■ **Your task**: The answer must be an exact copy of every record below.

■ **Excerpted records**:
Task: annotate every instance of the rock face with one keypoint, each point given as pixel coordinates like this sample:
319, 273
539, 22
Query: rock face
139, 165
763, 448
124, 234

■ **Answer for this exercise**:
Task: annotate every instance of the rock face with one keypoint, each point given as pixel coordinates like this sample:
319, 273
539, 22
Query: rock face
139, 165
763, 448
124, 234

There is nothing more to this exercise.